• _Task to carry out_: Below are the records; output them exactly from the first line through the line with "Target: woman", stopping there.

Point localization data
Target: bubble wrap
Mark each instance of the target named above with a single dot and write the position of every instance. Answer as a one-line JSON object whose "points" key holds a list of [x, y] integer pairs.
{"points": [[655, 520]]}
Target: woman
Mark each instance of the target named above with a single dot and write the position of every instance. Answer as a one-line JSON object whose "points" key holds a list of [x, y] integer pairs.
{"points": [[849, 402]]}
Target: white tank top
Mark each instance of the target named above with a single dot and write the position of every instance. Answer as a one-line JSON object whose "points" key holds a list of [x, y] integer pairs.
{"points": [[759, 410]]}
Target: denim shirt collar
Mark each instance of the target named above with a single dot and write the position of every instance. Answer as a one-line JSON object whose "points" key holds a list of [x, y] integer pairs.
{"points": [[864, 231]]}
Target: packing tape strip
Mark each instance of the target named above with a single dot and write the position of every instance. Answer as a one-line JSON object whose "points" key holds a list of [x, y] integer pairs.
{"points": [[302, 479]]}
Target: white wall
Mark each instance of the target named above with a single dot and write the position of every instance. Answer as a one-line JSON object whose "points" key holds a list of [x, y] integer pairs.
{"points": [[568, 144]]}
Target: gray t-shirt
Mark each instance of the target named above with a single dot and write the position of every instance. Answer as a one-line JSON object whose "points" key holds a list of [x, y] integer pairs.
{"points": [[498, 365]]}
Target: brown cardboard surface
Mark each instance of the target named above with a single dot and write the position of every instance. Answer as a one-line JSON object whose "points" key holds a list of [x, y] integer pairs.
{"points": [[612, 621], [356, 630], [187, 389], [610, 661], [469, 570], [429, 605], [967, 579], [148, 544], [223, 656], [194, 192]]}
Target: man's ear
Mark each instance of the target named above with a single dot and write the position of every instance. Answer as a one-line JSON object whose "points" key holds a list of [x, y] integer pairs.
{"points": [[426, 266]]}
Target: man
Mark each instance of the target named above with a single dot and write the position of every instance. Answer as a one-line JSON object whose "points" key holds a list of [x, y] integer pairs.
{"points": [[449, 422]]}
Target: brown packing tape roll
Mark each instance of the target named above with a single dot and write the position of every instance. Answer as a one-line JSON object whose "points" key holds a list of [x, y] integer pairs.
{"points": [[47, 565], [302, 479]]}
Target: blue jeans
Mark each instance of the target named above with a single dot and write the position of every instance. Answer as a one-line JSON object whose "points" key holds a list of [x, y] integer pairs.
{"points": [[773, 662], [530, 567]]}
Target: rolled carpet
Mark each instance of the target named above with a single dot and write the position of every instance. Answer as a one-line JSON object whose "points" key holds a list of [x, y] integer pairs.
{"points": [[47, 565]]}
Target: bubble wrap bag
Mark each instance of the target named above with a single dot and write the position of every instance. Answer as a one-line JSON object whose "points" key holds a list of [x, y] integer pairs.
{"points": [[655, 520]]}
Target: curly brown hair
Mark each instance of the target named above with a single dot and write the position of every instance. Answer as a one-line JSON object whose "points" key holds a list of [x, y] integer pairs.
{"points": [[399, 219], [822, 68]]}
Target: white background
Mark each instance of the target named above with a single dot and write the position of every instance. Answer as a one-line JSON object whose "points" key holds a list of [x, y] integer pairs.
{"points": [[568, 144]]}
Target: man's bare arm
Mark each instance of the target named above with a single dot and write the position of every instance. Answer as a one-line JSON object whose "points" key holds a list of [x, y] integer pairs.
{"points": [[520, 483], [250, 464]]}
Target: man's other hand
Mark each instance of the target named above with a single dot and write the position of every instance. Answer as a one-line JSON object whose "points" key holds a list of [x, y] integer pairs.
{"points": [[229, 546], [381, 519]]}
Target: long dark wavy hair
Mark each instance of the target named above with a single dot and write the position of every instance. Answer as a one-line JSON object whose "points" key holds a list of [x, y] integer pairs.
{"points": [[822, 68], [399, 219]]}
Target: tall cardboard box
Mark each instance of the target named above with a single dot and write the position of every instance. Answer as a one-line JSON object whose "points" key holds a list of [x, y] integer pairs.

• _Task answer_:
Target: bubble wrap
Mark each instance of the target named above with a single dot and write the position of every instance. Answer as a one-line JSON object whose "points" key holds a list of [x, y] integer pairs.
{"points": [[655, 520]]}
Target: woman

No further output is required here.